____ Material

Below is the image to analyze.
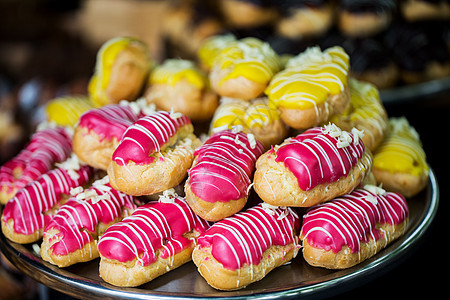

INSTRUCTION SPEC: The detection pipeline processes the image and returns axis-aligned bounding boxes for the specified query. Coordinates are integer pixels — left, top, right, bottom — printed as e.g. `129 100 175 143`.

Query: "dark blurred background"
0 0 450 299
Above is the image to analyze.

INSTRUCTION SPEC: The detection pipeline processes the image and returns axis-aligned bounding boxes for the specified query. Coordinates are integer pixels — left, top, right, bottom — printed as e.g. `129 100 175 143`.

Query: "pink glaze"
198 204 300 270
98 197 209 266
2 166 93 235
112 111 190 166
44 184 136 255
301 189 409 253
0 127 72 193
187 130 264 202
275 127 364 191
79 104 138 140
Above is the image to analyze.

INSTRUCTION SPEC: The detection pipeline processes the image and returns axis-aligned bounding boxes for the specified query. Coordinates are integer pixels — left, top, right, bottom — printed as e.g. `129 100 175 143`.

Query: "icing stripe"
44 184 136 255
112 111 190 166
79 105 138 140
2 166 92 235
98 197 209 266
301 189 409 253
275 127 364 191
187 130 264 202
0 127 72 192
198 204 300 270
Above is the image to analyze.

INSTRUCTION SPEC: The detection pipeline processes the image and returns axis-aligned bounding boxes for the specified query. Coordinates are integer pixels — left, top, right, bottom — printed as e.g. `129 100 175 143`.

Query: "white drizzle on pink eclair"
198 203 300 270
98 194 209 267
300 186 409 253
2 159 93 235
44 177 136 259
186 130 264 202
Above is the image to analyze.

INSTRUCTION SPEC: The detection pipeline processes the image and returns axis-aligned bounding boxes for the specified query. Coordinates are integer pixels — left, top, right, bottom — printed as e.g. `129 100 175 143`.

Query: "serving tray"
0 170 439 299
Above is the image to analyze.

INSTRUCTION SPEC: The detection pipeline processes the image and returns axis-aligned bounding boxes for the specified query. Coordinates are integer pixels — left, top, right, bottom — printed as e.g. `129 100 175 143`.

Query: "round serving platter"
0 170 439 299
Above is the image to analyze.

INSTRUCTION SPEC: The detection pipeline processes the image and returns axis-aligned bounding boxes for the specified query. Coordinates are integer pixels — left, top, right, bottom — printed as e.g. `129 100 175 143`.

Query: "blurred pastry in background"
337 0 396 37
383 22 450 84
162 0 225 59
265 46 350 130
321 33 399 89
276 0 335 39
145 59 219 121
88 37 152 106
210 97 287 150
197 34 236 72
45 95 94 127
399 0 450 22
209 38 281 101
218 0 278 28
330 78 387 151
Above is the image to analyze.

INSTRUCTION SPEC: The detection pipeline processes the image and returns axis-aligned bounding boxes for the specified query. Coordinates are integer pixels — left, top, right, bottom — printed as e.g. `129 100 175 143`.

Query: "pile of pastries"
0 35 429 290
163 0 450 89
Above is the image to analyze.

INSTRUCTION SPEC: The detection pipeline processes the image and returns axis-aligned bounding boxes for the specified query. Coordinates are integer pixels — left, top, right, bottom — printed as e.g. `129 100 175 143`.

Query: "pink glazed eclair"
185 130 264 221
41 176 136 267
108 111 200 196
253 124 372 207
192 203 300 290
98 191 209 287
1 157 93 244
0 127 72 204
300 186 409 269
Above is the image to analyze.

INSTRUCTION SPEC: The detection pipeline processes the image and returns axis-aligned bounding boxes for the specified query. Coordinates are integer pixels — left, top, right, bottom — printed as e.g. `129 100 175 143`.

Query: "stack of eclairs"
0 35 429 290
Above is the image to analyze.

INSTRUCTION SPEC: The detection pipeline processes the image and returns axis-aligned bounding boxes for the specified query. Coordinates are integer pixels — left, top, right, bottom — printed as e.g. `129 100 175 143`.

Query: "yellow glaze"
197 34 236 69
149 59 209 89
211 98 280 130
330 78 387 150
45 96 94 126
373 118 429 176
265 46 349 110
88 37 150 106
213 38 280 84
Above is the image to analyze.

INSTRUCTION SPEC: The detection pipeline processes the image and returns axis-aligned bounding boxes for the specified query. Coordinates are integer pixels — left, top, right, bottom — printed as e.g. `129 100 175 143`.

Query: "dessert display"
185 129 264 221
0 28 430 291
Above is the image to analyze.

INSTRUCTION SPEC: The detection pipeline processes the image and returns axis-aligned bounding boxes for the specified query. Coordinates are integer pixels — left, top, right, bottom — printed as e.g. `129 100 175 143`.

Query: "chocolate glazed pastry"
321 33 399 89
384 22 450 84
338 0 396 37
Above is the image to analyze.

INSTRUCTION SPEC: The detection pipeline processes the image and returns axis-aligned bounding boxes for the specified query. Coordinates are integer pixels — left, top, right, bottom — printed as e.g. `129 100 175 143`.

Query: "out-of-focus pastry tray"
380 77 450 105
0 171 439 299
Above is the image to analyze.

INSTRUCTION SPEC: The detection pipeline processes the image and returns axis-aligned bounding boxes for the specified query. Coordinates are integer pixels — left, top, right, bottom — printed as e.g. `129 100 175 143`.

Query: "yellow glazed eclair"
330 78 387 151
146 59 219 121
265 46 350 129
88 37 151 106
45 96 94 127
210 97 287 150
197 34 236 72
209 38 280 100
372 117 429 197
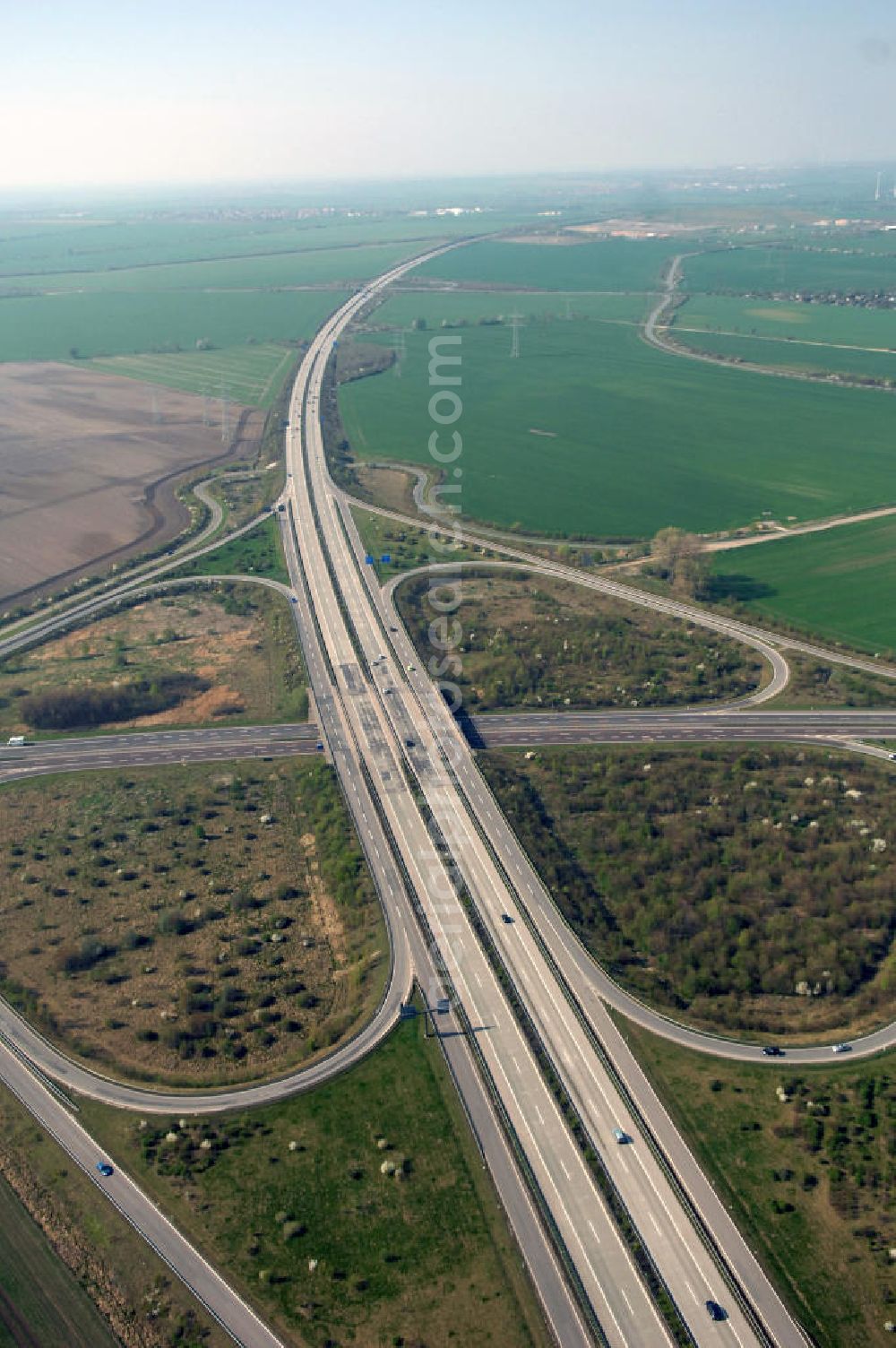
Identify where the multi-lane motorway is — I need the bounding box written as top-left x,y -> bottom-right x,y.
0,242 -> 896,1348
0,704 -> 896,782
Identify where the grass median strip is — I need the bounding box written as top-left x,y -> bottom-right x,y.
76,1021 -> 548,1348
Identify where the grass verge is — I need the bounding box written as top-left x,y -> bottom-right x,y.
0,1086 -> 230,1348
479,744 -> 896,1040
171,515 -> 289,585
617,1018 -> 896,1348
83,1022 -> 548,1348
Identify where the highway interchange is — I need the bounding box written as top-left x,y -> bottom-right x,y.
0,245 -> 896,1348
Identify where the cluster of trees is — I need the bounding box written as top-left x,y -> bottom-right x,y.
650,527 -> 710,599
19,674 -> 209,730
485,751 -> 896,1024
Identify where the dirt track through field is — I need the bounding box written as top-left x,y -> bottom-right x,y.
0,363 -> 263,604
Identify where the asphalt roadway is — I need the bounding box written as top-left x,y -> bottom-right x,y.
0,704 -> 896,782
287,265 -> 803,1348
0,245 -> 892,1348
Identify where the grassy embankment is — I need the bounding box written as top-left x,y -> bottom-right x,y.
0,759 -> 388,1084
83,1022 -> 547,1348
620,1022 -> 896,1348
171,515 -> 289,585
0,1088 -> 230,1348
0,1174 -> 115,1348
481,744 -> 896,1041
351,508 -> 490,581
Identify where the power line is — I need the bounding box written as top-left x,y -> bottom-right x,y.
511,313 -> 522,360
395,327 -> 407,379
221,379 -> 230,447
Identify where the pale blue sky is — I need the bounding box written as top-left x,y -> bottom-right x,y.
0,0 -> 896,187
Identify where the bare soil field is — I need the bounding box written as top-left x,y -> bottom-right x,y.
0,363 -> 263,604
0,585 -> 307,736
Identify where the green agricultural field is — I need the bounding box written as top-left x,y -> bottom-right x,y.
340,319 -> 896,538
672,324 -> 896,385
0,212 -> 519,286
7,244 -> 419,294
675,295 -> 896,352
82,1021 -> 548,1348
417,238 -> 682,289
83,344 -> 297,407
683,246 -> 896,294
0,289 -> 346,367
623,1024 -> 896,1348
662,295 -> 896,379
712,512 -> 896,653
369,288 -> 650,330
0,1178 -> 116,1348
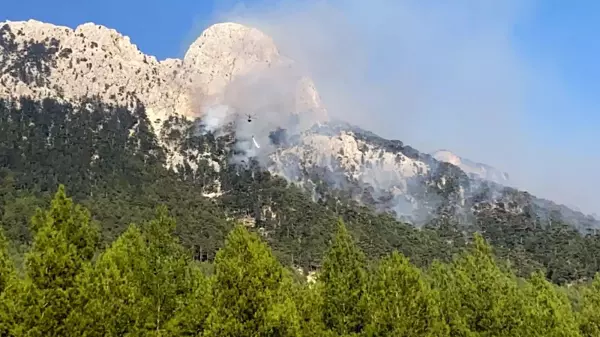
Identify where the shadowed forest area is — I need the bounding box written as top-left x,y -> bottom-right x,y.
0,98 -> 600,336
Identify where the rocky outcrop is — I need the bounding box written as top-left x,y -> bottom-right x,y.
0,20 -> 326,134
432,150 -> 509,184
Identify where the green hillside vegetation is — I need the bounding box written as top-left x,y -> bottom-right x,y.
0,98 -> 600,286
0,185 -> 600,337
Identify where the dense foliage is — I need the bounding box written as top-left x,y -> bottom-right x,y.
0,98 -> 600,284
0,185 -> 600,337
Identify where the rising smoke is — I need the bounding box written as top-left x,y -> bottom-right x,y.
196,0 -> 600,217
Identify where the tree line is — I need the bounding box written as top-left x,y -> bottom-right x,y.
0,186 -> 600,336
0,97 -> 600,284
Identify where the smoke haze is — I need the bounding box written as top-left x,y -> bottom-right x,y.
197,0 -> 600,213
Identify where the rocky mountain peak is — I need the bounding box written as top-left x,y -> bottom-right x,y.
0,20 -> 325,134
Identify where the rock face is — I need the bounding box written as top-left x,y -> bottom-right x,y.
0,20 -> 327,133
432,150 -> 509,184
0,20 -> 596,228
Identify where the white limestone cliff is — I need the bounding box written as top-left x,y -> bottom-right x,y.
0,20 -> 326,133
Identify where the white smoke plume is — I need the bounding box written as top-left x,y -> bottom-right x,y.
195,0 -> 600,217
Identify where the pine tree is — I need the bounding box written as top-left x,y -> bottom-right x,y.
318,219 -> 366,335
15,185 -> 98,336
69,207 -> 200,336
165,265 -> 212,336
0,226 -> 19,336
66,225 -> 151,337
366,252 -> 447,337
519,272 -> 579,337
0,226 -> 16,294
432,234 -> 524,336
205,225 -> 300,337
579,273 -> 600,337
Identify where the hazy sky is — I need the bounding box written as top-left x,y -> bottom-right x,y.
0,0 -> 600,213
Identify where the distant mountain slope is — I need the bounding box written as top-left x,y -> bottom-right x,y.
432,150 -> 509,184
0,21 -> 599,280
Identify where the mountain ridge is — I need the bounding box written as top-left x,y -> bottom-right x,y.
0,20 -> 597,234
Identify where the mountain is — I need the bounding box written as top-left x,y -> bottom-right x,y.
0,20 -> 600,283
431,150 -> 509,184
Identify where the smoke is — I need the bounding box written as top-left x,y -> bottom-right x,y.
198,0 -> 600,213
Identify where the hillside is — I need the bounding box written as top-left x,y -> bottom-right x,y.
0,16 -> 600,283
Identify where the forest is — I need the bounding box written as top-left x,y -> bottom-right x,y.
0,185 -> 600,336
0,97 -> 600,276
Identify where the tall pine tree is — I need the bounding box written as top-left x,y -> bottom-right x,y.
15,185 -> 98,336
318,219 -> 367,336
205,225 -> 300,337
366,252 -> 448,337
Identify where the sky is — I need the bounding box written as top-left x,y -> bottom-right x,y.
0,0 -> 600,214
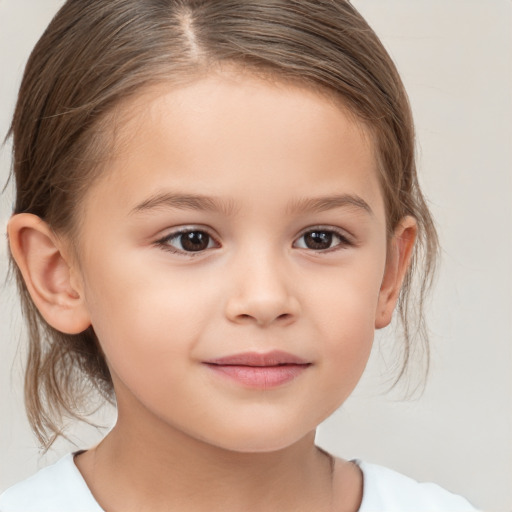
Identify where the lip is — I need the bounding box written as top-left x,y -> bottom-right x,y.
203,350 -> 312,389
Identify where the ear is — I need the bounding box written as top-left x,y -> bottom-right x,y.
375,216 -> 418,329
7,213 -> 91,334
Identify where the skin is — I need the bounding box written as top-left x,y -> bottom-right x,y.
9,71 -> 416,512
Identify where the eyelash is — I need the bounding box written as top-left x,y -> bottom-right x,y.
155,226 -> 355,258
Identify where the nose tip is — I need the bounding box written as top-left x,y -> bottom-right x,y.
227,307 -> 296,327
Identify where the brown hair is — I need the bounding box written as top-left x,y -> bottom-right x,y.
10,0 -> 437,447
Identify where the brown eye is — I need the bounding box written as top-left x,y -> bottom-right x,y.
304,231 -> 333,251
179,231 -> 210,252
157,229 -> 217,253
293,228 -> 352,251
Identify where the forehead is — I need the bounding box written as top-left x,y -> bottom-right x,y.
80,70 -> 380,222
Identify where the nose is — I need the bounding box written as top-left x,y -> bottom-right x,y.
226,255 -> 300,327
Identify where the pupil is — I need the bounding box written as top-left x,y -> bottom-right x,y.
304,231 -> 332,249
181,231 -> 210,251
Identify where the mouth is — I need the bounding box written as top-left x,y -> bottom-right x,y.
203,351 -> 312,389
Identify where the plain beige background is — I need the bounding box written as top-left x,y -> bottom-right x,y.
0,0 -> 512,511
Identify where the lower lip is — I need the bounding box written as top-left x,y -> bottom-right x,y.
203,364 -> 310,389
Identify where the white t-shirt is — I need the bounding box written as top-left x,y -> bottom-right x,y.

________

Set task -> Render the records as a numbered list, starting at the line containing "Identify where the power" and ending at the line containing "0,20 -> 326,133", with blank lines and pictures left out.

Expected answer ->
1. Identify where the power line is — I need the bounding box written as top-left x,y -> bottom-right x,y.
2. 511,313 -> 522,360
3. 395,327 -> 407,379
4. 221,379 -> 230,447
5. Identify where the pale blue sky is — I need the bounding box written as top-left x,y -> bottom-right x,y.
6. 0,0 -> 896,187
7. Identify where the bare soil field is — I need the bounding box written as top-left x,y -> bottom-right x,y.
8. 0,363 -> 263,604
9. 0,585 -> 307,736
10. Identify where the green agricultural field is — I need the bounding box written as top-left x,y -> bottom-right x,y.
11. 340,319 -> 896,538
12. 672,324 -> 896,385
13. 0,212 -> 519,286
14. 7,244 -> 419,294
15. 675,295 -> 896,352
16. 82,1021 -> 548,1348
17. 417,238 -> 682,289
18. 83,344 -> 297,407
19. 683,246 -> 896,294
20. 0,289 -> 346,367
21. 623,1024 -> 896,1348
22. 662,295 -> 896,379
23. 712,512 -> 896,653
24. 369,288 -> 650,330
25. 0,1178 -> 116,1348
26. Identify where the shadowed forest area is — I need the bounding box written as top-left x,y -> bottom-right x,y.
27. 0,98 -> 600,336
28. Identify where the rocky outcrop is — I need the bounding box written as top-left x,y -> bottom-right x,y.
29. 0,20 -> 326,134
30. 432,150 -> 509,184
31. Identify where the green hillside vegetation is — I need the bounding box written as top-left x,y -> bottom-right x,y.
32. 0,98 -> 600,286
33. 0,185 -> 600,337
34. Identify where the dense foliage is — I need the bounding box written as top-left x,y -> bottom-right x,y.
35. 0,98 -> 600,284
36. 0,185 -> 600,337
37. Identify where the rising smoke is — I need the bounding box written as top-left x,y -> bottom-right x,y.
38. 196,0 -> 600,217
39. Identify where the tree line is — I need the bounding box written as top-left x,y -> bottom-right x,y.
40. 0,186 -> 600,336
41. 0,97 -> 600,284
42. Identify where the smoke haze is — I need the bounding box written as top-left x,y -> bottom-right x,y.
43. 197,0 -> 600,213
44. Identify where the rocky mountain peak is — I need the bounding box written as top-left x,y -> bottom-right x,y.
45. 0,20 -> 325,134
46. Identify where the rock face is — I need the bounding box written as top-left x,y -> bottom-right x,y.
47. 0,20 -> 327,133
48. 432,150 -> 509,184
49. 0,20 -> 596,228
50. Identify where the white limestone cliff is — I need the bounding box written as top-left x,y -> bottom-right x,y.
51. 0,20 -> 326,133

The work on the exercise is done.